This is the next installment in the ongoing saga of Me, a topic which (at the moment) I actually don’t find that interesting, but it seems important to share with those of you who have also struggled (or are struggling) with depression…if only so’s you know you’re not alone on the High Seas of Funk. (And to remind me that I’m not, either.) Like all good daytime drama, if you don’t have time to watch today’s episode, you can pick it back up three weeks or three months from now and it won’t take you long to catch up. (Oh my God! Jack & Jennifer are back together? Again?)
It’s crazy to realize how profoundly things which have happened in one’s past shape one’s present. I don’t even have that glamorously bad of a past, but still the bad bits have managed to get their sticky fingers all over the Play-Doh of my life and leave a disturbing, syrupy-brown residue. (I was one of those kids who was meticulous about not tainting the pure, salty goodness of the Play-Doh by mixing it with other substances, so this realization is doubly upsetting.) My therapist is helping me recognize that while I thought I was over the bad bits, had worked them out and made my peace with them, really I’ve just swept the interior fallout under the rug. We all know — Pop Psychology Generation that we are — that ignoring pain is about as smart as blow-drying while soaking in the tub, but apparently my Emotional Intelligence skipped that day of class. (Or leaving the hurt unexamined seemed like the best option at the time, given the thorny situation and my kid brain.)

EXERCISE BRIEF:
Return the stretch of the text on depression from "This is the" through "back together? Again?)", copied word for word. The rows below the text are drawn from a separate source.

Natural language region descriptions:
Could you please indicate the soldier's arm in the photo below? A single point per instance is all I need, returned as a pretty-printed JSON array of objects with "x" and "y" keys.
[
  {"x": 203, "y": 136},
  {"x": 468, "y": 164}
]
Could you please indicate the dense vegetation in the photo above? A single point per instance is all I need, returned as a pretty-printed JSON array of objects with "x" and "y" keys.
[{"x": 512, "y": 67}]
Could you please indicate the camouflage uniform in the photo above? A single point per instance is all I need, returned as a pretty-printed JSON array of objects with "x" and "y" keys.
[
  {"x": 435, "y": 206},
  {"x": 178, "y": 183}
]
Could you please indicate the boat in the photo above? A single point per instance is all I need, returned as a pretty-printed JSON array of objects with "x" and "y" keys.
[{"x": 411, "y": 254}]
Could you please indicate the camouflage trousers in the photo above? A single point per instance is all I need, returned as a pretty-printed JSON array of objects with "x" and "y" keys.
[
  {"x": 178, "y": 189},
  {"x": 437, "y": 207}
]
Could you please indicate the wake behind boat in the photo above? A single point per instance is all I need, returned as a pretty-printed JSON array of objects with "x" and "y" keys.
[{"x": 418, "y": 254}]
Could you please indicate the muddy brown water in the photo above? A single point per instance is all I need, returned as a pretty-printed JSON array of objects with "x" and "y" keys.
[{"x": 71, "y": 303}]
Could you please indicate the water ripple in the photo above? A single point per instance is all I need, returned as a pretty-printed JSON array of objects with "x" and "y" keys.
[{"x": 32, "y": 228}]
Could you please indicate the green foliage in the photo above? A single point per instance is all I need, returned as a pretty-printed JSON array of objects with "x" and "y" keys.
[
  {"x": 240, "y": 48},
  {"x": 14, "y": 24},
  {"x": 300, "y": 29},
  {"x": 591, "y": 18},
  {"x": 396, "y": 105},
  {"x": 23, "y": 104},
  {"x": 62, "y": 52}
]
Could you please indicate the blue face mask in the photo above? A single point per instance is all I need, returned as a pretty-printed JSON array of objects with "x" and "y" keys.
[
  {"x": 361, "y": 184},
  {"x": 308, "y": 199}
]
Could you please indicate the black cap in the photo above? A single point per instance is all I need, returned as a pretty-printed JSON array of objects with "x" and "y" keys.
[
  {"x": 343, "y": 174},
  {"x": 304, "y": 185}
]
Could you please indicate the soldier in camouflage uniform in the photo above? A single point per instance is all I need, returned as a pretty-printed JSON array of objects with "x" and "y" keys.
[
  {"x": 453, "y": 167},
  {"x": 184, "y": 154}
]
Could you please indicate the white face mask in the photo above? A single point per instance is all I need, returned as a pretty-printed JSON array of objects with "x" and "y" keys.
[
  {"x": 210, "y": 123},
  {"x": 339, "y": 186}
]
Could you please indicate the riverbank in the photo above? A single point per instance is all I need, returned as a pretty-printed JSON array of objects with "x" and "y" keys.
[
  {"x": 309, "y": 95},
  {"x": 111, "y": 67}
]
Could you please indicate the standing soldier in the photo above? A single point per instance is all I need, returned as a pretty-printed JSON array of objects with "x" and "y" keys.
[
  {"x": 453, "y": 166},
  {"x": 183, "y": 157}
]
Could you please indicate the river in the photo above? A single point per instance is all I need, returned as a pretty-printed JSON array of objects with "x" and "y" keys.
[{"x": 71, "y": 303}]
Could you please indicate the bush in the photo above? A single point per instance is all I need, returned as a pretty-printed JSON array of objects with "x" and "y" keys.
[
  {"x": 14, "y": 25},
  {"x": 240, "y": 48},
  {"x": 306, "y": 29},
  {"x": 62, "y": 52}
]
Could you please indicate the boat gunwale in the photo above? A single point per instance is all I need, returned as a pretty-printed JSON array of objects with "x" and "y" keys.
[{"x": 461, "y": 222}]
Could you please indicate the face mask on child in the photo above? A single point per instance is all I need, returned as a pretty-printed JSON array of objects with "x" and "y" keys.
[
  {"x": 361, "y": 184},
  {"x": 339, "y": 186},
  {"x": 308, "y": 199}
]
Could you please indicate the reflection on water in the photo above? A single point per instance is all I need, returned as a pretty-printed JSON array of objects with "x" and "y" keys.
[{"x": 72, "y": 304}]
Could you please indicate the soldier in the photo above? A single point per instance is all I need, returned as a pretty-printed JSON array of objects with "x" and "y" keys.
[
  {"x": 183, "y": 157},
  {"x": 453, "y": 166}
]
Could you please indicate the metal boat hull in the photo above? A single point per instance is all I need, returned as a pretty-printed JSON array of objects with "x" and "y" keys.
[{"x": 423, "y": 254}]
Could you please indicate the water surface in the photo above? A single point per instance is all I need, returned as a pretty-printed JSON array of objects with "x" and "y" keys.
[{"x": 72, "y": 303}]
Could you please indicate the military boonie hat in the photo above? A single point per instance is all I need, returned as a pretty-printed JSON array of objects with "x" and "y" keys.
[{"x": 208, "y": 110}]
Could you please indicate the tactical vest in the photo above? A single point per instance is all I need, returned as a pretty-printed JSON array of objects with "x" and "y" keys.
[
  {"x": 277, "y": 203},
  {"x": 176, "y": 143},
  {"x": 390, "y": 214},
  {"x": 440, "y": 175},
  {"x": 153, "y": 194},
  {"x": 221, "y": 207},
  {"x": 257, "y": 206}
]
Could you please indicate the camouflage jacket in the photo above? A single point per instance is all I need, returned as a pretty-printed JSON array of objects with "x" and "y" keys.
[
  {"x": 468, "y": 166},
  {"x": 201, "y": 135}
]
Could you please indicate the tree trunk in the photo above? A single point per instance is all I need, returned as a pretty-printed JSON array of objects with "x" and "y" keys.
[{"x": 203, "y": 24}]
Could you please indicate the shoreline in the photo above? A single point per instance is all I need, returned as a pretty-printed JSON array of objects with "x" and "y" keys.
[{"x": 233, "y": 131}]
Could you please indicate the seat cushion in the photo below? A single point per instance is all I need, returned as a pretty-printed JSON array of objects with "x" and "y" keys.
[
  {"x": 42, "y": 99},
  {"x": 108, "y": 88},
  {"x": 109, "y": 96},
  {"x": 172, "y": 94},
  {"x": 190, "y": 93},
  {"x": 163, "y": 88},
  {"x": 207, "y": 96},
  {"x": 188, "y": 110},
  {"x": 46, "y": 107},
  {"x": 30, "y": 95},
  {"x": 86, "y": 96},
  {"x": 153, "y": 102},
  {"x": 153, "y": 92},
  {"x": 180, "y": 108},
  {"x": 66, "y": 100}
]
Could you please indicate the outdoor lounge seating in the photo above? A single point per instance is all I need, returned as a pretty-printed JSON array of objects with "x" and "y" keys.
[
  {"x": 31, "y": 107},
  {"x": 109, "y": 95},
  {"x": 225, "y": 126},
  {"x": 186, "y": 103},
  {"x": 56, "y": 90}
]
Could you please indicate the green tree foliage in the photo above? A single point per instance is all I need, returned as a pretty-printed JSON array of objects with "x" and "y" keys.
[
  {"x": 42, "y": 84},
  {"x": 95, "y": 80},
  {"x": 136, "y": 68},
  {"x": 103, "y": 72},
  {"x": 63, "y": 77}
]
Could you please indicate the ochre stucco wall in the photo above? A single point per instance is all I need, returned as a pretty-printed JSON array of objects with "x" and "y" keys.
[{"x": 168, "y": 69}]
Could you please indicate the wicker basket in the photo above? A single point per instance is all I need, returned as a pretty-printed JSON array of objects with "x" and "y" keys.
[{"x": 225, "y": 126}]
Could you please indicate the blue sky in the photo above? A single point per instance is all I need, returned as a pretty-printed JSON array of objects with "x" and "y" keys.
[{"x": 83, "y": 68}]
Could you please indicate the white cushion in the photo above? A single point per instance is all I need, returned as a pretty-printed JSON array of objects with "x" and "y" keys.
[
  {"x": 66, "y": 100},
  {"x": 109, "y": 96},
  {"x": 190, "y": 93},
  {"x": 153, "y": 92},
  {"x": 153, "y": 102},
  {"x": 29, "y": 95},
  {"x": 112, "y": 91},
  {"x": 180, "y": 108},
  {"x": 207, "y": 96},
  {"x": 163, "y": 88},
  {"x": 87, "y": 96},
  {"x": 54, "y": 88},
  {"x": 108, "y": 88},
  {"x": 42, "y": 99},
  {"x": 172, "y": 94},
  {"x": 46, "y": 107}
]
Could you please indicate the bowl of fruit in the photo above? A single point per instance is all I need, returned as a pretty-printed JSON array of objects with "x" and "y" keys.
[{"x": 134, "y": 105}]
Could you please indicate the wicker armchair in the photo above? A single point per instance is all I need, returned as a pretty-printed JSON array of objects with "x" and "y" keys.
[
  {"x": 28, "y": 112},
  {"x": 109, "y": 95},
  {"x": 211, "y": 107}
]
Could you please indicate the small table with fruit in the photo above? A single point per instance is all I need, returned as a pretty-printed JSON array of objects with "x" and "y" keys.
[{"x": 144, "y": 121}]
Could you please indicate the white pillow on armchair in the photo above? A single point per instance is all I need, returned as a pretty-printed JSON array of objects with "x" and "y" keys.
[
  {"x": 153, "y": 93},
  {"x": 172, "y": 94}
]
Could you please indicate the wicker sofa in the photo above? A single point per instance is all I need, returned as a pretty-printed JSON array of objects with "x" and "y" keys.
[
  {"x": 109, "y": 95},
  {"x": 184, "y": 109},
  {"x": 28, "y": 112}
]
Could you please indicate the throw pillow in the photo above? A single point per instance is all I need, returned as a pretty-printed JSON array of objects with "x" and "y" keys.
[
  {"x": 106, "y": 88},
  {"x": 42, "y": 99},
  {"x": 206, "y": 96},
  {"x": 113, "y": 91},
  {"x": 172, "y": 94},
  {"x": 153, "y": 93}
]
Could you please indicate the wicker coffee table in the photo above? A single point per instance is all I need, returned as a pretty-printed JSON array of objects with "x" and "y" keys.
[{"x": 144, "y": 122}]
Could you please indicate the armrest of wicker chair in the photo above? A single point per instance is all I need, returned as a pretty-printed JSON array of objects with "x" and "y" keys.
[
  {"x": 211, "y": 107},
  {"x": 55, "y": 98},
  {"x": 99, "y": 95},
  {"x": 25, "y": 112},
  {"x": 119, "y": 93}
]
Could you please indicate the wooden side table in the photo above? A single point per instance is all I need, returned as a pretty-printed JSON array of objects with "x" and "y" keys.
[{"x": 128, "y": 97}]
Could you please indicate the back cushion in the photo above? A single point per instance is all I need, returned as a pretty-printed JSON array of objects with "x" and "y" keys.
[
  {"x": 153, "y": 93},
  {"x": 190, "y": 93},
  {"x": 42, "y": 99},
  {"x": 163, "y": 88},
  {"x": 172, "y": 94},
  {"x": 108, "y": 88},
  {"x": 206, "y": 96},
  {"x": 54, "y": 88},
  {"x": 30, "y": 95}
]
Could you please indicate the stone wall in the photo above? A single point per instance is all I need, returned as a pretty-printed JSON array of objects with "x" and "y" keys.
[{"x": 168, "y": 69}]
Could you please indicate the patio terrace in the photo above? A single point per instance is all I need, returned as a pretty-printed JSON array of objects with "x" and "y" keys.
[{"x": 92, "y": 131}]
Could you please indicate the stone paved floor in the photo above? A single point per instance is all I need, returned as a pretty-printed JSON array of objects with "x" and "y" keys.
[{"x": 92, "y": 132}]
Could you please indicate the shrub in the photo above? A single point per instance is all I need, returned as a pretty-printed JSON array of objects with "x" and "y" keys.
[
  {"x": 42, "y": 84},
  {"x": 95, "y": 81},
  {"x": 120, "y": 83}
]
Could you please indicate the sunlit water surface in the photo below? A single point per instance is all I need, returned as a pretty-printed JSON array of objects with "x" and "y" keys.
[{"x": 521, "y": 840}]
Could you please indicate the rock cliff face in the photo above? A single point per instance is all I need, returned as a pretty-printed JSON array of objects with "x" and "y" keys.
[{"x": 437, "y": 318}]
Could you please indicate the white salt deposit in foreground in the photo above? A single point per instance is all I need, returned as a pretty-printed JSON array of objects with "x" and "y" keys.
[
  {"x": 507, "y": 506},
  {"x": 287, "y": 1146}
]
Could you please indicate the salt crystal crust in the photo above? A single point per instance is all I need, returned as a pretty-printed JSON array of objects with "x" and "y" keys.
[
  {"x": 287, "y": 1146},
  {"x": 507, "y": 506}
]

YOUR RESPONSE:
This is the next installment in the ongoing saga of Me, a topic which (at the moment) I actually don’t find that interesting, but it seems important to share with those of you who have also struggled (or are struggling) with depression…if only so’s you know you’re not alone on the High Seas of Funk. (And to remind me that I’m not, either.) Like all good daytime drama, if you don’t have time to watch today’s episode, you can pick it back up three weeks or three months from now and it won’t take you long to catch up. (Oh my God! Jack & Jennifer are back together? Again?)